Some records
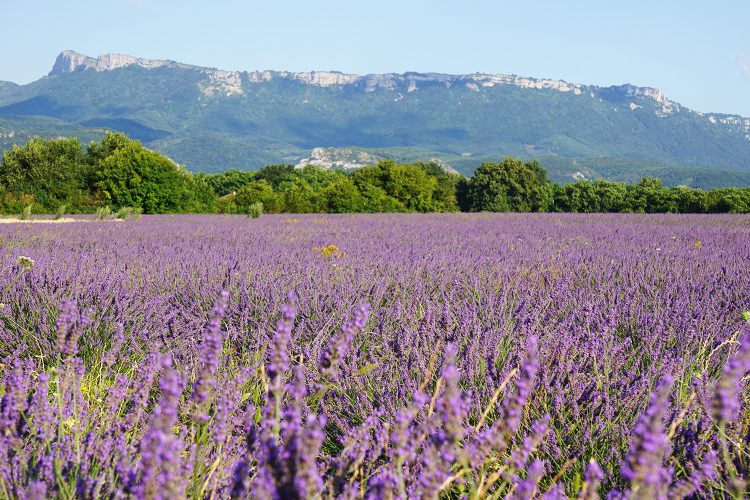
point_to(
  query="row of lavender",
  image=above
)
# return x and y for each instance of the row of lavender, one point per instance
(442, 355)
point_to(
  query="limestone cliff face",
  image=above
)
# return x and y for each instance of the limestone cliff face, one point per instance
(228, 83)
(70, 61)
(218, 83)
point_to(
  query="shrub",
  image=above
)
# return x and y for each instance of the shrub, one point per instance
(103, 212)
(128, 212)
(255, 210)
(25, 213)
(60, 212)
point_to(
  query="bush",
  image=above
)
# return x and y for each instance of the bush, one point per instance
(60, 212)
(255, 210)
(25, 213)
(103, 212)
(128, 212)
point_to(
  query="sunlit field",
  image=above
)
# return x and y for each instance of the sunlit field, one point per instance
(376, 356)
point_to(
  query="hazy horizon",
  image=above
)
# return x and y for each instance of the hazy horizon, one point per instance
(697, 54)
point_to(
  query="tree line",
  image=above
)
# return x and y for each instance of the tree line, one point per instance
(47, 175)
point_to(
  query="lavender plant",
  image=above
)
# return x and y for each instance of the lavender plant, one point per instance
(438, 356)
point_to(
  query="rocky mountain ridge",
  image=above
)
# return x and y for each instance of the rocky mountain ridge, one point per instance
(211, 120)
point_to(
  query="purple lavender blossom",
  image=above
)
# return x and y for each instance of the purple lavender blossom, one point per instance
(213, 343)
(644, 465)
(726, 404)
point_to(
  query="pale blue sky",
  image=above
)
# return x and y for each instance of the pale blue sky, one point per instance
(697, 52)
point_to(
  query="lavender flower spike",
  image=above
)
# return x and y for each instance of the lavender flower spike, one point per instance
(644, 467)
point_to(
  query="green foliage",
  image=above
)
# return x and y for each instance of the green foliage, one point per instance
(60, 212)
(258, 191)
(255, 210)
(57, 175)
(511, 185)
(125, 213)
(132, 175)
(226, 182)
(53, 172)
(103, 212)
(275, 174)
(25, 213)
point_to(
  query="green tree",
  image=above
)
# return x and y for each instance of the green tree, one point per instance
(258, 191)
(227, 182)
(53, 171)
(511, 185)
(342, 196)
(275, 174)
(132, 175)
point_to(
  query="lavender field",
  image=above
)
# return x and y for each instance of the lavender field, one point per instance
(376, 356)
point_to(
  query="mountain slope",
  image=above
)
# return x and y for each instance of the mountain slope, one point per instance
(213, 120)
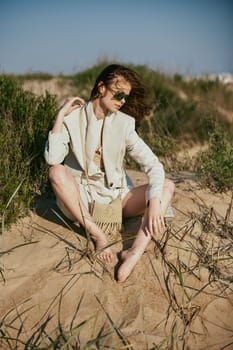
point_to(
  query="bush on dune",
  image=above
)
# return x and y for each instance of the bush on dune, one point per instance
(24, 122)
(183, 113)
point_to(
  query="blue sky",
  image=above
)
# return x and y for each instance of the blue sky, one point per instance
(65, 36)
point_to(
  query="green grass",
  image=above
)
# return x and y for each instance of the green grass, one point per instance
(183, 114)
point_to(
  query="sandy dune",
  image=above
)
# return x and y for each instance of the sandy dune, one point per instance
(179, 295)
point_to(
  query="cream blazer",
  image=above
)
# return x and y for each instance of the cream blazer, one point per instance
(119, 136)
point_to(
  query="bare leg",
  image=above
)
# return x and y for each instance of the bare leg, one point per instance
(134, 204)
(67, 193)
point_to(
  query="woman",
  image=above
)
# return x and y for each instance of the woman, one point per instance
(107, 121)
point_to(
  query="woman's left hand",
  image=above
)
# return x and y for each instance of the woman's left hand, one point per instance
(70, 104)
(155, 220)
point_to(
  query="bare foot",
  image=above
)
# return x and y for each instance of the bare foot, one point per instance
(103, 253)
(129, 259)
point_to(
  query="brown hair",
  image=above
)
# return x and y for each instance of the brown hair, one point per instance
(138, 105)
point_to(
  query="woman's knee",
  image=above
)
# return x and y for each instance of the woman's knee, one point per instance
(57, 173)
(169, 186)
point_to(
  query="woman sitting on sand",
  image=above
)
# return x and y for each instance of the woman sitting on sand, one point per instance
(107, 121)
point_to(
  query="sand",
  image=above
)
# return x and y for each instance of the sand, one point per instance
(179, 295)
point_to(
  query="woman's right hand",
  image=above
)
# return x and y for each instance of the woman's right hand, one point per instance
(70, 104)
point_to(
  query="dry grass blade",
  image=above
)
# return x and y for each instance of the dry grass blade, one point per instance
(122, 338)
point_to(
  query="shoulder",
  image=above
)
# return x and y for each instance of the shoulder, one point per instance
(124, 118)
(73, 117)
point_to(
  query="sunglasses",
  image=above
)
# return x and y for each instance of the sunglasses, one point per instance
(119, 95)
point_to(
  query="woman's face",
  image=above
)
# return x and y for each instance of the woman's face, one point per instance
(114, 96)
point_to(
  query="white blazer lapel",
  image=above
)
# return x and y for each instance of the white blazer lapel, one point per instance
(92, 135)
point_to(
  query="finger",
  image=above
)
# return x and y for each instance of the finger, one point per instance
(78, 101)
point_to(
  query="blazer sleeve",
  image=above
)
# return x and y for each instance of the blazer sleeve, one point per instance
(57, 147)
(148, 161)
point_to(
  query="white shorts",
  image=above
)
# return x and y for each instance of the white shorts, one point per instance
(99, 193)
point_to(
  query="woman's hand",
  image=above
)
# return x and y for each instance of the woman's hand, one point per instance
(154, 223)
(70, 104)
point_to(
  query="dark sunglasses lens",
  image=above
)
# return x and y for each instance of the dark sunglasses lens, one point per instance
(120, 95)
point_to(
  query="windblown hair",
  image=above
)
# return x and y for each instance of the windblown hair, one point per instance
(138, 105)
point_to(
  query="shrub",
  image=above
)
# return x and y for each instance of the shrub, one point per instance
(24, 122)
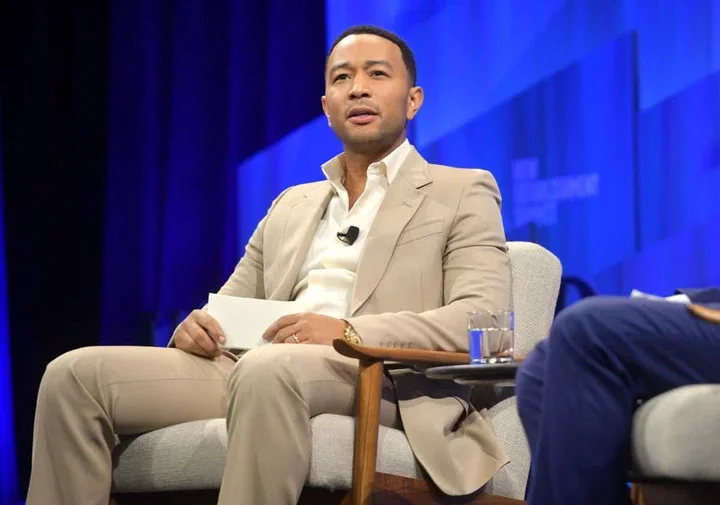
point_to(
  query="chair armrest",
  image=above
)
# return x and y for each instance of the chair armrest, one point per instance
(399, 355)
(705, 313)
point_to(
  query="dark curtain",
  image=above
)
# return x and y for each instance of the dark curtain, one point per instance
(196, 87)
(54, 116)
(123, 123)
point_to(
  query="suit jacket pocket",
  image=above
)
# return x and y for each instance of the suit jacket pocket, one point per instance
(420, 231)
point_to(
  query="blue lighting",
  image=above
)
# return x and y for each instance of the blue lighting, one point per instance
(8, 471)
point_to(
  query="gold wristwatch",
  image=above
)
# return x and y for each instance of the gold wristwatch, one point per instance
(351, 335)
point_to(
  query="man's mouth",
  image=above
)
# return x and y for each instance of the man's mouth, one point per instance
(361, 115)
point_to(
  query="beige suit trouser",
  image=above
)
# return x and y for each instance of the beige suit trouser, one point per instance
(89, 395)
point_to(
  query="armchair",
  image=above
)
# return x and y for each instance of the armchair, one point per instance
(183, 464)
(675, 443)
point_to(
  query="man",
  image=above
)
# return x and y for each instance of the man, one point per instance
(430, 248)
(578, 389)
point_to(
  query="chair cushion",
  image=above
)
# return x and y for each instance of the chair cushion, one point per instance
(676, 435)
(192, 456)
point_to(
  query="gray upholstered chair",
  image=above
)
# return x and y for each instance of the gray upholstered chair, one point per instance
(676, 443)
(184, 463)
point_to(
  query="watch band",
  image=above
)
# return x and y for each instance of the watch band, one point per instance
(351, 335)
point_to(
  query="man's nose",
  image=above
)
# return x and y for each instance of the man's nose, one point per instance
(359, 88)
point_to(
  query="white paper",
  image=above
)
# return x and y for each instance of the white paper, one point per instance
(244, 320)
(681, 298)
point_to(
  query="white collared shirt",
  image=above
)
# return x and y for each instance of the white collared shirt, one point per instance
(327, 276)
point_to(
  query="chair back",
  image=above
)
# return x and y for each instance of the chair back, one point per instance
(535, 276)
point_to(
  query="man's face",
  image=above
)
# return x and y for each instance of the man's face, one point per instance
(368, 98)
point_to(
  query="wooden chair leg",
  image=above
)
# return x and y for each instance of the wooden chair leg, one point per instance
(678, 493)
(367, 425)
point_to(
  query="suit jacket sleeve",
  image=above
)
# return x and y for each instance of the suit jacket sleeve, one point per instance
(247, 279)
(476, 273)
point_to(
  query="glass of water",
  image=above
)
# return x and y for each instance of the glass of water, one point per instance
(491, 336)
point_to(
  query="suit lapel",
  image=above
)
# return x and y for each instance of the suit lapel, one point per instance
(304, 216)
(399, 206)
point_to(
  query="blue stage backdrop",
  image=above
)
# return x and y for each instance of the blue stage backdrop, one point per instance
(8, 473)
(599, 118)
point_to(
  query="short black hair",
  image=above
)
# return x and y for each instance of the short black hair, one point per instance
(407, 55)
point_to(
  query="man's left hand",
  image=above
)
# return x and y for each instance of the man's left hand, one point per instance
(307, 328)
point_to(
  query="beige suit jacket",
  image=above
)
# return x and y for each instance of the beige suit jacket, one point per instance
(435, 251)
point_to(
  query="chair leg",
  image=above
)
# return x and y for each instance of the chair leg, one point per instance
(677, 493)
(367, 425)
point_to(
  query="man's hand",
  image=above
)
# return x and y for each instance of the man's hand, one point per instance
(200, 334)
(307, 328)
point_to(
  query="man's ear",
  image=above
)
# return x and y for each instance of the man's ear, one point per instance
(415, 100)
(323, 100)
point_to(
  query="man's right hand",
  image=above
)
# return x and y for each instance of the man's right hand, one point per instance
(199, 334)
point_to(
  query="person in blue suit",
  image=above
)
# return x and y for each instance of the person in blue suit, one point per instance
(578, 389)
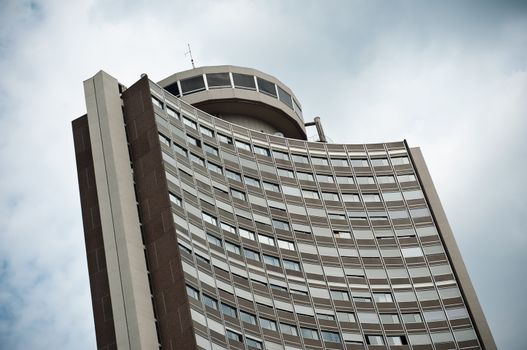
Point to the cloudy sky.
(448, 76)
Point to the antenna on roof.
(189, 52)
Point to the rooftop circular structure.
(243, 96)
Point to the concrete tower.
(211, 223)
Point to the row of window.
(297, 158)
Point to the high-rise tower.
(211, 223)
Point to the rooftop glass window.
(225, 139)
(284, 97)
(243, 81)
(266, 87)
(173, 89)
(331, 337)
(285, 173)
(345, 180)
(342, 162)
(192, 84)
(218, 80)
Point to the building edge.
(131, 304)
(452, 251)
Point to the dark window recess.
(192, 84)
(266, 87)
(216, 80)
(243, 81)
(173, 89)
(285, 97)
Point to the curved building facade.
(207, 231)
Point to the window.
(345, 316)
(251, 182)
(238, 194)
(350, 197)
(383, 297)
(385, 179)
(266, 87)
(330, 196)
(374, 340)
(227, 227)
(345, 180)
(400, 161)
(210, 302)
(197, 160)
(214, 168)
(325, 178)
(359, 163)
(380, 162)
(322, 316)
(213, 240)
(280, 155)
(331, 337)
(285, 173)
(305, 176)
(406, 178)
(173, 113)
(206, 131)
(191, 292)
(242, 145)
(365, 180)
(180, 150)
(291, 265)
(297, 158)
(232, 175)
(247, 234)
(339, 162)
(253, 343)
(280, 225)
(319, 161)
(228, 310)
(261, 150)
(211, 150)
(286, 244)
(266, 239)
(288, 329)
(243, 81)
(174, 199)
(389, 318)
(157, 102)
(225, 139)
(342, 234)
(251, 254)
(190, 123)
(340, 295)
(309, 333)
(268, 324)
(231, 247)
(310, 194)
(233, 335)
(271, 187)
(247, 317)
(368, 317)
(396, 340)
(209, 218)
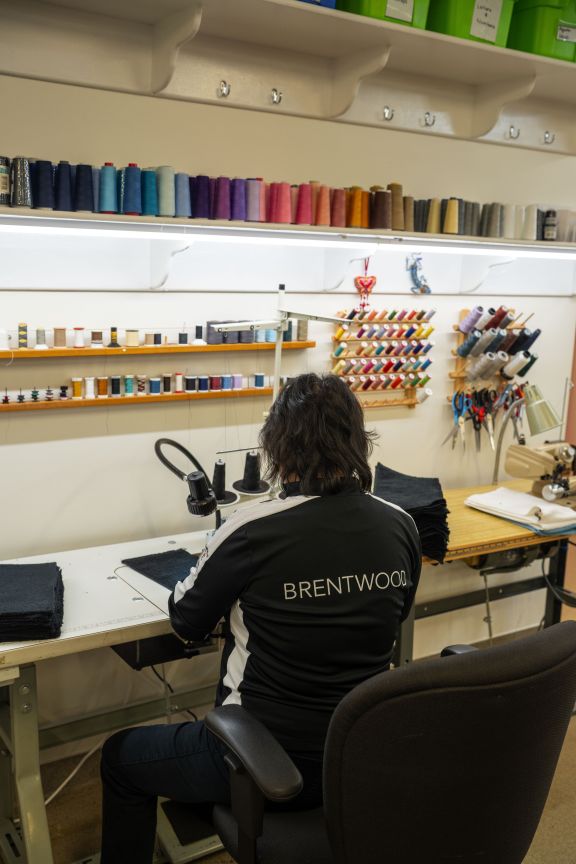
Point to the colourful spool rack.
(371, 341)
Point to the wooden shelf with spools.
(130, 401)
(461, 374)
(123, 351)
(376, 384)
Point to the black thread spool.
(224, 497)
(251, 483)
(84, 188)
(43, 192)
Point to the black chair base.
(287, 837)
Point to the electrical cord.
(167, 684)
(568, 598)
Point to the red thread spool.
(304, 205)
(338, 212)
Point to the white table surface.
(101, 606)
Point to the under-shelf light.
(299, 237)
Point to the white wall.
(85, 477)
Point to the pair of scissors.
(461, 405)
(488, 399)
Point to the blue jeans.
(182, 762)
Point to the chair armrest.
(263, 758)
(450, 650)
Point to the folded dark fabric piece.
(31, 602)
(165, 568)
(423, 499)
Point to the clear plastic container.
(479, 20)
(538, 24)
(412, 14)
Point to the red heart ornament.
(365, 284)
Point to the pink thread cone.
(294, 201)
(284, 204)
(323, 206)
(338, 216)
(272, 202)
(304, 205)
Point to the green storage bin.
(479, 20)
(535, 28)
(396, 11)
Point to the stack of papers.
(423, 499)
(31, 602)
(527, 510)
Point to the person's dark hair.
(315, 432)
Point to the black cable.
(172, 691)
(568, 598)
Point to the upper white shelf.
(290, 57)
(50, 223)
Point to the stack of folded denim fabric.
(31, 602)
(423, 499)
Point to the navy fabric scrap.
(423, 499)
(31, 602)
(165, 568)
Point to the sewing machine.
(552, 464)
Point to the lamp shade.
(540, 414)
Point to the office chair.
(444, 761)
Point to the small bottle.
(551, 225)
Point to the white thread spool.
(518, 362)
(89, 391)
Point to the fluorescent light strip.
(295, 238)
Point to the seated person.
(312, 588)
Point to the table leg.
(6, 782)
(26, 753)
(553, 610)
(404, 648)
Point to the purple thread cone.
(238, 194)
(202, 198)
(222, 204)
(253, 188)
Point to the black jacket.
(313, 590)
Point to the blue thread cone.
(43, 189)
(132, 203)
(96, 188)
(108, 198)
(63, 186)
(149, 193)
(202, 197)
(83, 189)
(183, 205)
(120, 188)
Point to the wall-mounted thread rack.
(130, 401)
(460, 375)
(53, 353)
(384, 354)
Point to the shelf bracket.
(348, 73)
(168, 37)
(491, 99)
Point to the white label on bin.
(486, 19)
(402, 10)
(566, 32)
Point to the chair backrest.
(450, 760)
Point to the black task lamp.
(201, 499)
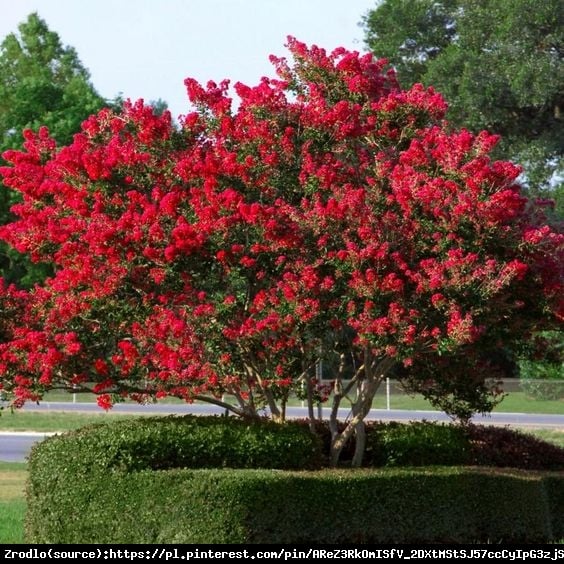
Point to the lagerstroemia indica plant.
(330, 216)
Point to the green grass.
(14, 474)
(52, 421)
(12, 501)
(514, 402)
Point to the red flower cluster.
(331, 214)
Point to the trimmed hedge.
(416, 444)
(139, 481)
(160, 443)
(270, 506)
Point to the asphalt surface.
(15, 447)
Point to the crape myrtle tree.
(331, 217)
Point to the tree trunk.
(374, 372)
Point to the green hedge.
(416, 444)
(160, 443)
(273, 506)
(195, 480)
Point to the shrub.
(499, 446)
(183, 442)
(270, 506)
(416, 444)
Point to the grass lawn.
(49, 421)
(13, 474)
(12, 501)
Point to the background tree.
(330, 216)
(497, 62)
(44, 83)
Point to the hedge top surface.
(158, 443)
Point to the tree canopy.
(497, 62)
(331, 217)
(42, 83)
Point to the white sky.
(145, 48)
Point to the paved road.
(15, 447)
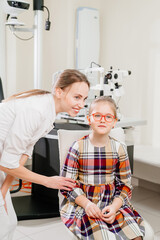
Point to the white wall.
(130, 39)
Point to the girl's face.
(99, 124)
(73, 98)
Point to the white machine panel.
(87, 37)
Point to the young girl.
(24, 119)
(99, 207)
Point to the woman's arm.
(50, 182)
(9, 179)
(91, 209)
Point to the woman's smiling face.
(73, 98)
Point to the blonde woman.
(24, 119)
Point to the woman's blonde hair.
(105, 99)
(65, 79)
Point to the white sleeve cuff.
(10, 160)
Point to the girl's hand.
(109, 214)
(63, 183)
(92, 210)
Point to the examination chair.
(65, 140)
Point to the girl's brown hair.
(105, 99)
(66, 78)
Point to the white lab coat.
(22, 123)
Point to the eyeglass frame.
(103, 116)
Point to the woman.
(24, 119)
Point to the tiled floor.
(146, 202)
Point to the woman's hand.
(4, 195)
(92, 210)
(109, 214)
(63, 183)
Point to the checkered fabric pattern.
(101, 174)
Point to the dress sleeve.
(20, 137)
(70, 170)
(123, 175)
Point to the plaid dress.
(101, 174)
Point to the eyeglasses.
(98, 117)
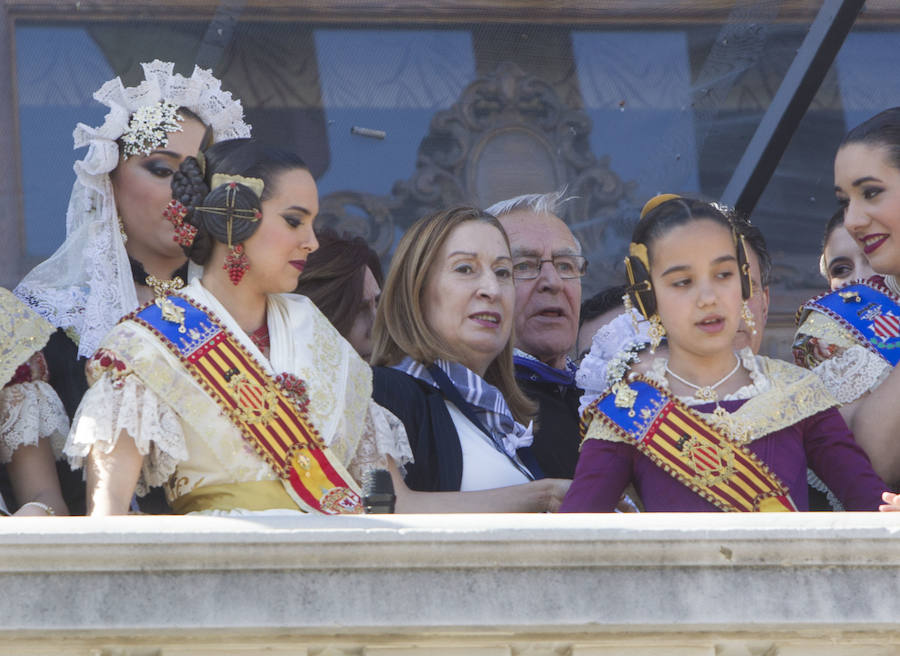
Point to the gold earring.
(747, 316)
(629, 308)
(656, 332)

- _To be done_
Convert everything from the line containing "Point to the woman." down to the last line above into a numbered list, leaving out blank lines and the pictures.

- _Written reply_
1. Point to the woman.
2. (24, 119)
3. Point to the tiled floor.
4. (146, 202)
5. Point to the woman's hand.
6. (4, 195)
7. (92, 210)
8. (109, 214)
9. (63, 183)
10. Point to the checkered fabric pattern.
11. (101, 174)
12. Point to the dress sleeve.
13. (20, 137)
14. (70, 170)
15. (123, 175)
16. Point to the plaid dress.
17. (101, 174)
18. Point to the eyeglasses.
19. (98, 117)
20. Point to the gold earring.
21. (747, 316)
22. (629, 308)
23. (656, 332)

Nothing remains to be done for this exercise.